Remembering Jay Speyerer

Jay Speyerer

Jay Speyerer

Last month, Jay Speyerer, my former co-publisher for This Awful-Awesome Life passed away suddenly. I only knew Jay for a few years, but I honestly can’t remember not knowing him. He had a certain way about him – after you met him, you felt like you’d always known him…as if he had always been there with a smile and a snarky comment.

I met Jay through Facebook. We had mutual friends, and we were both authors. I decided to review one of his books for the local magazines I was working for at the time. I ended up buying three of his books and reading them cover to cover.

I interviewed him at his Barnes & Noble “office,” and I don’t think I’ve ever laughed as much during an interview. Thanks Jay for making work so fun.

I convinced Jay to co-publish an on-line magazine. “C’mon,” I said. “It’ll be fun.” It was fun, and it was also a lot of work. I’m glad I twisted his arm, because Jay was an amazing talent, and he made the people around him be better. I’m better because he was my friend and colleague.

Shape boundary lines

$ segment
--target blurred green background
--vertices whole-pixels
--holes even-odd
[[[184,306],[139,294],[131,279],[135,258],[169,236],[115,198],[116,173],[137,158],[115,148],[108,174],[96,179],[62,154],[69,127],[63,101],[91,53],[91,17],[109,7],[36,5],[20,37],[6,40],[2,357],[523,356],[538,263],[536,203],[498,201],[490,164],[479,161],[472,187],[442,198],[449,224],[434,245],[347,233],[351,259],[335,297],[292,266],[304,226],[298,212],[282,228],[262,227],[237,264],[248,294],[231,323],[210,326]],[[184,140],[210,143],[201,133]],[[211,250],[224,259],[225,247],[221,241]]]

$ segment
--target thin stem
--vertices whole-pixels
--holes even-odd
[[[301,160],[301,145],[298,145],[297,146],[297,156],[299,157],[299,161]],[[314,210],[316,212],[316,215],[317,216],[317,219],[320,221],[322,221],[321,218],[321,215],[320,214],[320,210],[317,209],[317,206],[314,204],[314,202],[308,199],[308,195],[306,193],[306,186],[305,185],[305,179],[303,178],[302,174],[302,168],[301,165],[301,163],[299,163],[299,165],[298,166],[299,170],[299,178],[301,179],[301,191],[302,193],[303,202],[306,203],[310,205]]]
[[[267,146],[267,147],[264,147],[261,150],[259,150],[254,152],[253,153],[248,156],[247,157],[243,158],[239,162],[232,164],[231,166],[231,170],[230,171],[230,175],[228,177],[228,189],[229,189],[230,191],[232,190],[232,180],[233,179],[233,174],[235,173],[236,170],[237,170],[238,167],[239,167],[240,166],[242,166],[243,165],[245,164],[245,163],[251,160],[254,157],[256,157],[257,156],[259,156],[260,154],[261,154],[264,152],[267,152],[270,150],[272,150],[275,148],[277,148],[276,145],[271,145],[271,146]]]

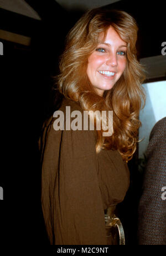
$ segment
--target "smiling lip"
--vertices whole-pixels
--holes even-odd
[[[104,76],[105,77],[113,77],[116,72],[113,72],[113,71],[110,71],[108,70],[102,70],[102,71],[98,71],[98,73],[103,76]]]

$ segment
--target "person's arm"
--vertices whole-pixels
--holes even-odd
[[[94,132],[48,132],[42,199],[53,244],[107,244]]]
[[[139,205],[139,244],[166,244],[166,201],[162,198],[166,182],[165,121],[165,125],[163,120],[152,130],[147,151]]]

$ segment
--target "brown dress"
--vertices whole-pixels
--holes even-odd
[[[79,103],[64,99],[59,110],[65,123],[66,106],[83,116]],[[55,119],[44,124],[39,140],[42,204],[51,244],[106,245],[104,210],[123,200],[127,165],[118,151],[96,154],[95,131],[56,131]]]

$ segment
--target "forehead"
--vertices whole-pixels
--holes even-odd
[[[127,43],[123,41],[111,26],[104,32],[99,35],[99,43],[105,43],[110,45],[120,45],[127,46]]]

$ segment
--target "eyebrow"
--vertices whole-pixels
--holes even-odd
[[[100,45],[106,45],[108,46],[111,46],[110,43],[100,43],[99,44]],[[118,48],[120,48],[120,47],[127,47],[127,45],[121,45],[120,46],[118,47]]]

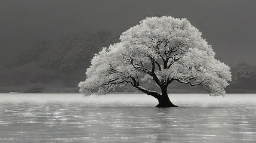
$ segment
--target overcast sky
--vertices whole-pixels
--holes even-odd
[[[217,58],[233,66],[256,63],[256,1],[0,0],[0,60],[36,39],[70,33],[126,30],[146,16],[187,18]]]

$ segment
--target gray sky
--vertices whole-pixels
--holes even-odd
[[[233,66],[256,62],[256,1],[0,0],[0,60],[36,39],[126,30],[146,16],[185,17],[203,33],[217,58]]]

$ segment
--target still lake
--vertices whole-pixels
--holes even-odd
[[[0,142],[256,142],[256,94],[0,94]]]

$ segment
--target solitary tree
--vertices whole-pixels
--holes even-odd
[[[168,96],[174,81],[202,85],[211,96],[224,95],[231,80],[230,68],[214,58],[201,33],[186,18],[147,17],[122,33],[121,42],[103,48],[91,60],[80,92],[104,94],[116,86],[131,84],[156,98],[157,107],[177,107]],[[161,92],[146,89],[153,82]]]

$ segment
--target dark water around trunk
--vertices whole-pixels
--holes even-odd
[[[0,94],[0,142],[256,142],[256,95]]]

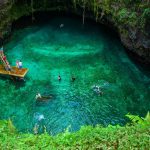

DIRECTIVES »
**A)** In the tribute to Jay Speyerer, where did the writer interview Jay?
**B)** For each statement, decide whether it agrees with the tribute to Jay Speyerer, and quote the words that settle it. (i) The writer first met Jay through Facebook. (ii) The writer bought two of Jay's books. (iii) Jay persuaded the writer to co-publish an online magazine.
**C)** Extend the tribute to Jay Speyerer from its final sentence onward.
These lines have no connection to the tribute to Jay Speyerer.

ANSWERS PROVIDED »
**A)** At his Barnes & Noble "office."

**B)**
(i) Yes: "I met Jay through Facebook."
(ii) No: "I ended up buying three of his books and reading them cover to cover."
(iii) No: "I convinced Jay to co-publish an on-line magazine."

**C)**
I met Jay’s daughter Emma and members of his family as well as several of his friends at his home. As we gathered together to remember him, I looked around at his bookcases and reflected on Jay’s great love of books. He was a voracious reader and a prolific writer and editor.

Jay was dubbed “Pittsburgh’s Mark Twain” and he was very proud of that nickname. He was also proud to be called “dad.” There was a special softness to his voice when he spoke of Emma and his face lit up at the mention of her name. Jay was also a devoted “caregiver/hostage” of his cats, Boo Radley, Jem, and Scout. He was their “Atticus.” To Jay, this meant he was in charge – I’ve seen pictures, and I have my doubts.

I’d like to share a few biographical details about Jay Speyerer and end this tribute to his life with some thoughts from his friends.

Jay Speyerer was a former professional photographer, educator, public speaker, editor, and author. He authored many short stories, four books, and a manual of how to write memoirs. He was a past president of the Pittsburgh chapter of the National Speakers Association, cat aficionado, and owner of Legacy Road Communications, LLC.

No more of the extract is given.